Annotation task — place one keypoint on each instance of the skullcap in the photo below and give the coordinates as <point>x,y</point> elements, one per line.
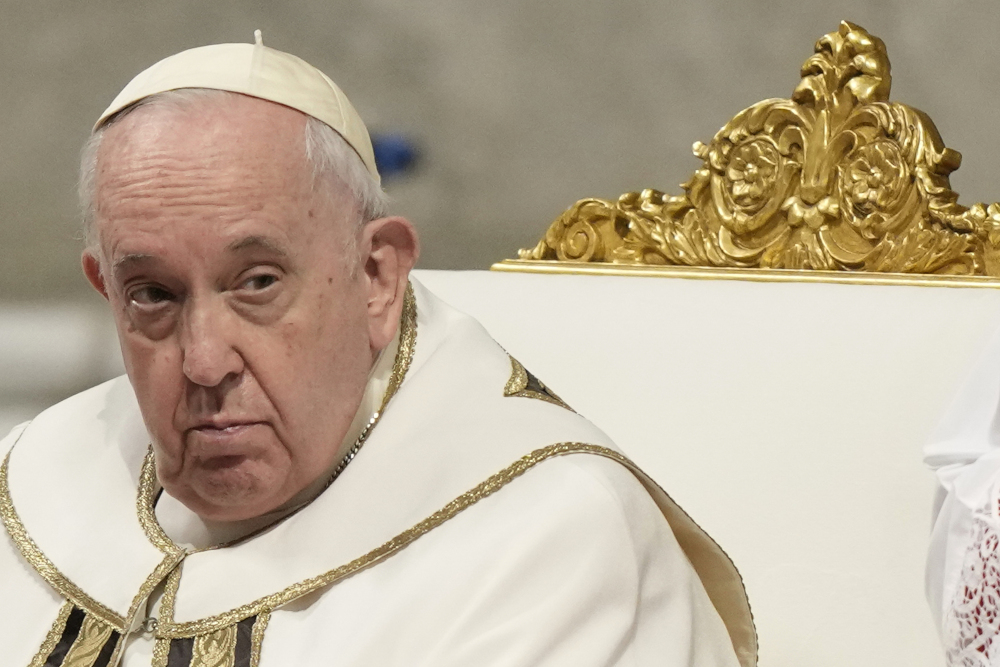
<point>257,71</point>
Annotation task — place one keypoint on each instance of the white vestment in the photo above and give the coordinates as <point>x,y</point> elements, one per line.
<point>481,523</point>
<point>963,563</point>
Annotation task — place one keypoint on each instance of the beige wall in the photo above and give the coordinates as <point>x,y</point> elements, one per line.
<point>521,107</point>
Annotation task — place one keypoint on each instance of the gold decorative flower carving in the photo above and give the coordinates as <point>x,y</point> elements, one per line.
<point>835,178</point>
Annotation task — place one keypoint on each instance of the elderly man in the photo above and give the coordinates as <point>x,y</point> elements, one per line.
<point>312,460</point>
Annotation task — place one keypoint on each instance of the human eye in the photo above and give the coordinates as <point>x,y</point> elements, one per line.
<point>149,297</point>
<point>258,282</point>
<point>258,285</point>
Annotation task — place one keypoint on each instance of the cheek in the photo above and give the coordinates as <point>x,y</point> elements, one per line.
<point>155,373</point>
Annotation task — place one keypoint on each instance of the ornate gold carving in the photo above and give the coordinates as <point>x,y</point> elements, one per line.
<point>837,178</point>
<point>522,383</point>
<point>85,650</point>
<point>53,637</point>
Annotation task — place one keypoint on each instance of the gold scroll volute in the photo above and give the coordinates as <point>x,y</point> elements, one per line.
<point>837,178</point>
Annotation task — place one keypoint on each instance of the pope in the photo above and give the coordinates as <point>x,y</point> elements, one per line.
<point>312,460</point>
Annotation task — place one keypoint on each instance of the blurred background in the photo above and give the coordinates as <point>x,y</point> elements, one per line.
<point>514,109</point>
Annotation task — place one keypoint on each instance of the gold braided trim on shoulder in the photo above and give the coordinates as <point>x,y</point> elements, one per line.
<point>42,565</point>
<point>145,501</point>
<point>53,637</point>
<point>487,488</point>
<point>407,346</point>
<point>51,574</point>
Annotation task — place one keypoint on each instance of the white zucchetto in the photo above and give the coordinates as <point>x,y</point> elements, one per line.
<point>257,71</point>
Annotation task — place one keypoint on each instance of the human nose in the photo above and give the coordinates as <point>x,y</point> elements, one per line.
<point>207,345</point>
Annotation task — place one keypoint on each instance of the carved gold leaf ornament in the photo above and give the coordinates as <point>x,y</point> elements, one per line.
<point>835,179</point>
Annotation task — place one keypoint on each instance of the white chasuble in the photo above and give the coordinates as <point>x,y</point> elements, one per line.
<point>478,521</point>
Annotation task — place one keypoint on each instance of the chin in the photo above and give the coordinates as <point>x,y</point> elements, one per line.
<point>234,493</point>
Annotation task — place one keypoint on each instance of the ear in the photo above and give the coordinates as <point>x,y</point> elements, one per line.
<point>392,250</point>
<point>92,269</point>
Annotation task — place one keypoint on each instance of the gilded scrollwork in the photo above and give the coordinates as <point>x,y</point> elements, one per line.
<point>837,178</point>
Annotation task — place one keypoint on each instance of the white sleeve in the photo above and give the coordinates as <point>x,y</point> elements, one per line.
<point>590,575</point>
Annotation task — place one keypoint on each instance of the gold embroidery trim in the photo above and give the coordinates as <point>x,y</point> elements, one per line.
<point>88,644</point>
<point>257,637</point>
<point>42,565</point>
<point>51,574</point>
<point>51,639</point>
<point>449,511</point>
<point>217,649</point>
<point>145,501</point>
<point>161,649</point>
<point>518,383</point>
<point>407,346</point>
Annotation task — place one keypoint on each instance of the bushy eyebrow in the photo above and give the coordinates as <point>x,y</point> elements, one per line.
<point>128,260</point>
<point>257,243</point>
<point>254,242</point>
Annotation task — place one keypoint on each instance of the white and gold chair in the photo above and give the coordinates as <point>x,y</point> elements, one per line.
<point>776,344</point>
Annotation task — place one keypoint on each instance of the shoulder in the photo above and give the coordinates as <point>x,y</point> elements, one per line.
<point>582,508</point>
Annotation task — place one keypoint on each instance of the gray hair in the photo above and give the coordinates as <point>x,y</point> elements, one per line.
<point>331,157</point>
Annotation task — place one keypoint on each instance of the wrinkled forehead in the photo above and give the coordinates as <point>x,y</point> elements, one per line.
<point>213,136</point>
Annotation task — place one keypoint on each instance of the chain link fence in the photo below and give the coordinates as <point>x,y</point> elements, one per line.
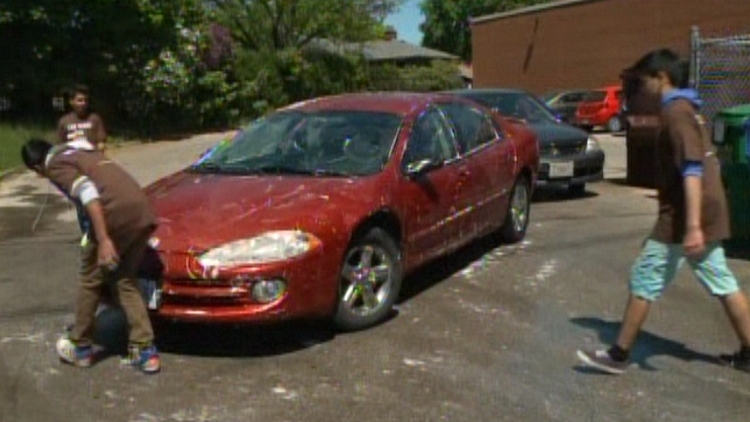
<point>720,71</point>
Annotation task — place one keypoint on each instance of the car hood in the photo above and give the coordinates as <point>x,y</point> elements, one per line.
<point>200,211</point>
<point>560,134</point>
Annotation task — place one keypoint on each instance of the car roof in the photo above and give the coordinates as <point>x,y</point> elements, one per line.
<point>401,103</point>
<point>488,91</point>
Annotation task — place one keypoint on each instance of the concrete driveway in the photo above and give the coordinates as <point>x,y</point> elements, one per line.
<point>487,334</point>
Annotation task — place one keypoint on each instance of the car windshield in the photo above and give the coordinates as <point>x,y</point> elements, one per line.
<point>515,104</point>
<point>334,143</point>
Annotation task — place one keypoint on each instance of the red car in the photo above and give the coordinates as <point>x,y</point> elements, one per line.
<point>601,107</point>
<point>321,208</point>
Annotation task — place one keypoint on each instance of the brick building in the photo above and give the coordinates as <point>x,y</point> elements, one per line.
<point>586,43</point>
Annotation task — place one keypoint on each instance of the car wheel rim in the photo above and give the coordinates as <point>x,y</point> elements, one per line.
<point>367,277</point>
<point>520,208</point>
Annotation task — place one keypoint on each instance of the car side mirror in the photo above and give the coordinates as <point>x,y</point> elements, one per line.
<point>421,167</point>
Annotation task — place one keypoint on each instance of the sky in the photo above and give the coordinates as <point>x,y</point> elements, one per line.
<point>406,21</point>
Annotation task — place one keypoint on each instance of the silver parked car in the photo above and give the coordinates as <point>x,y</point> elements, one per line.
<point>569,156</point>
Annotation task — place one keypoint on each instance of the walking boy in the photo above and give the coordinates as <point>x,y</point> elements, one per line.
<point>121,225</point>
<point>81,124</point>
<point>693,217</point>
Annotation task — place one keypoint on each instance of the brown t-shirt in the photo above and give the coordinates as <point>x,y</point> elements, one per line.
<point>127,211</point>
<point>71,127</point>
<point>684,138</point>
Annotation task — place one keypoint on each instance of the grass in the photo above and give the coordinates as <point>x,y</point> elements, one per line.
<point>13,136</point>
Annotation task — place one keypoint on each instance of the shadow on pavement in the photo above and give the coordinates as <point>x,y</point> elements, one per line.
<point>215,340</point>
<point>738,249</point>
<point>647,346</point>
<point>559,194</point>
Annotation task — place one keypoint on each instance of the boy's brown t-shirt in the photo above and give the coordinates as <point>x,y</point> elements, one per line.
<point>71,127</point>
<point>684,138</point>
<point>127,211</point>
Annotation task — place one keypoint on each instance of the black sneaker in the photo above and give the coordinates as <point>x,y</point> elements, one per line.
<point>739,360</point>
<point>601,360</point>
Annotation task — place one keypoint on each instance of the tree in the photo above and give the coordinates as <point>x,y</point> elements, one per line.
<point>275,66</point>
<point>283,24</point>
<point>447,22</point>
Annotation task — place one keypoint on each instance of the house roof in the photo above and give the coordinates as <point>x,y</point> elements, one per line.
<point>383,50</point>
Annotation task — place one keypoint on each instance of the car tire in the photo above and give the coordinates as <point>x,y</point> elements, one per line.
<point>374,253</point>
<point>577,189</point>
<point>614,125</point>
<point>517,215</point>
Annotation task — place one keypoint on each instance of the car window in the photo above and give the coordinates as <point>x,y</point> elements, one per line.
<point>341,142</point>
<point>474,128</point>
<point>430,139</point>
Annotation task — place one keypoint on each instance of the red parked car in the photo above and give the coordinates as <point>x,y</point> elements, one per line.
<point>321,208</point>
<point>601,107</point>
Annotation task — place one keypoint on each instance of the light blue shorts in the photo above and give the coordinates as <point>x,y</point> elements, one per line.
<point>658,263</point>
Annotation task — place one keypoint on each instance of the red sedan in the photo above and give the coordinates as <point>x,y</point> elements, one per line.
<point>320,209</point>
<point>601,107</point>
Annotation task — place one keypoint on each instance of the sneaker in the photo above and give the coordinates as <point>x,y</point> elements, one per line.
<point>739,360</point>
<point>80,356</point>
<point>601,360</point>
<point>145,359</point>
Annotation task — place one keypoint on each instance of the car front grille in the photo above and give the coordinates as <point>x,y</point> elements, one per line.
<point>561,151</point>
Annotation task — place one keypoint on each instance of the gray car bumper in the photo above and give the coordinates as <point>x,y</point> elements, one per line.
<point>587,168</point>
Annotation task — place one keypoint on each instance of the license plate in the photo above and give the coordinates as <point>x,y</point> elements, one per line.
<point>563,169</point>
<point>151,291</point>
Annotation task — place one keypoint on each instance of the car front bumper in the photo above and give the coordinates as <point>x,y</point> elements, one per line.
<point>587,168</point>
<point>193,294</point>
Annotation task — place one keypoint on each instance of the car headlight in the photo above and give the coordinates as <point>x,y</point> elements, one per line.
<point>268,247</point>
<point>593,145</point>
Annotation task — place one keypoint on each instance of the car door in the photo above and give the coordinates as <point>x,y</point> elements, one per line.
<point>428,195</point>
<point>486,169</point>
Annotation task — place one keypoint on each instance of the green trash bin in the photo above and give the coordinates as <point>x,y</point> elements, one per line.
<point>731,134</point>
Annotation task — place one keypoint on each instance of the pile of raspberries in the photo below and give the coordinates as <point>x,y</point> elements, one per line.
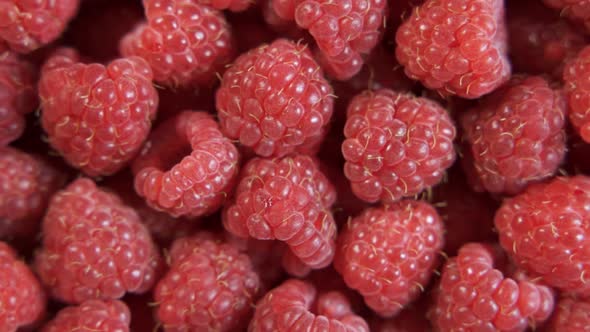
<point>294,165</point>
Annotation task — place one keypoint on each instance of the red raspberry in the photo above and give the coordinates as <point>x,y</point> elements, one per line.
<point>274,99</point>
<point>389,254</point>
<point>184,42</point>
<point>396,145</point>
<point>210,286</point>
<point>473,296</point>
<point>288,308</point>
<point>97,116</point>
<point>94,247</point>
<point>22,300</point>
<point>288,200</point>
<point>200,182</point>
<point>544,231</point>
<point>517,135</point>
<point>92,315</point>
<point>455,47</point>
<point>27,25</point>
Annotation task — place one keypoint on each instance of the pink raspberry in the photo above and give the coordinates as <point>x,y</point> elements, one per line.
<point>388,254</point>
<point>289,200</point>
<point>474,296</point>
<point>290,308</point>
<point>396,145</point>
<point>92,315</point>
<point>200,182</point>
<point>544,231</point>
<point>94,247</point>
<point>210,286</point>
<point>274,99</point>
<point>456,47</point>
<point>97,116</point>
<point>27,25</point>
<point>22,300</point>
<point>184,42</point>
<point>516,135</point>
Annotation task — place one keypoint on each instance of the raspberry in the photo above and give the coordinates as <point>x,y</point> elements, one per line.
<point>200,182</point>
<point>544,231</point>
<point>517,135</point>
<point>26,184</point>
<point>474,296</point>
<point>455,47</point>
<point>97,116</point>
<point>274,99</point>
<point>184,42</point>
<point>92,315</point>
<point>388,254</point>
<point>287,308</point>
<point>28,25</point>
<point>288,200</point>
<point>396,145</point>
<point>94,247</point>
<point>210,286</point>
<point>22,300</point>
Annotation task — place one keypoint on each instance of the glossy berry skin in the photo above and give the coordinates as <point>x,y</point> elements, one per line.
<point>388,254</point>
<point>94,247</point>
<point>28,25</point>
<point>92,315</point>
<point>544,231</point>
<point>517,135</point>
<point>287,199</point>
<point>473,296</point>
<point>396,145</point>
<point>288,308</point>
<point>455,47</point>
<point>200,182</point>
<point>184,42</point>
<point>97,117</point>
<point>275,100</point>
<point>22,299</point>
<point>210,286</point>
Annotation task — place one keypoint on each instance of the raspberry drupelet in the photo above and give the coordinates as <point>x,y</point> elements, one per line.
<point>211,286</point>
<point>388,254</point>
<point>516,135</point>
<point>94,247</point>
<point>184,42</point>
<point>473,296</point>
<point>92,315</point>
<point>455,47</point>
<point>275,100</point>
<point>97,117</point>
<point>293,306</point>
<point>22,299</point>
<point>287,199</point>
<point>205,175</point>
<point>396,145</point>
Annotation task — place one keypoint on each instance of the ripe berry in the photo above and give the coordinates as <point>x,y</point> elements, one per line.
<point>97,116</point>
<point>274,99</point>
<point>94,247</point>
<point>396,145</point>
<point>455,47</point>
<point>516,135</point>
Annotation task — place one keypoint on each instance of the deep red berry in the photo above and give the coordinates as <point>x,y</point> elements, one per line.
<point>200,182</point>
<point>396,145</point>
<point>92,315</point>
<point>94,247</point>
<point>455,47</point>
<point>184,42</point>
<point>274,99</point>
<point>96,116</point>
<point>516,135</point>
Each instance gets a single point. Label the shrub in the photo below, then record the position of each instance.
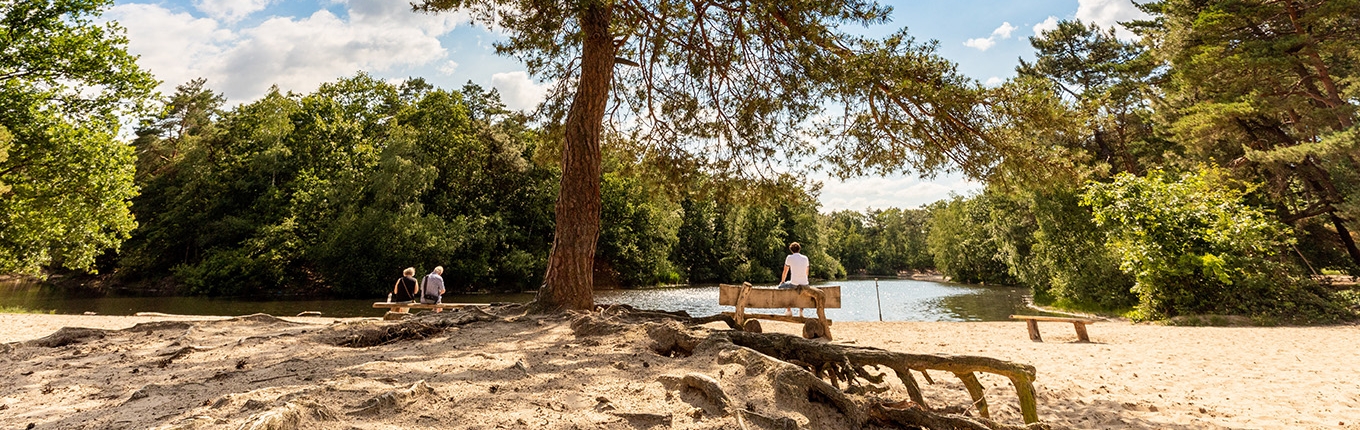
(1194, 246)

- Goal -
Copy the rows starting at the line that contains "of the sneaker" and ending at the line that contains "<point>151,291</point>", substituting "registration plate" for "license plate" and leaving everything else unchanged.

- Result -
Annotation task — place one keypoint on each instance of the sneaker in the photo above and give the coordinates as <point>x,y</point> elements, one per line.
<point>739,360</point>
<point>80,356</point>
<point>601,360</point>
<point>145,359</point>
Annotation task — place one keypoint on each instance of the car front grille in the photo above and give the coordinates as <point>x,y</point> elements, one per line.
<point>561,151</point>
Annotation task — place one keypoint on each instance of the gray car bumper in the photo above and give the coordinates as <point>x,y</point> elements, one per line.
<point>587,168</point>
Annotation task — place one keypoint on each instance of the registration plate in the photo above and give the coordinates as <point>x,y</point> elements, one per line.
<point>563,169</point>
<point>151,291</point>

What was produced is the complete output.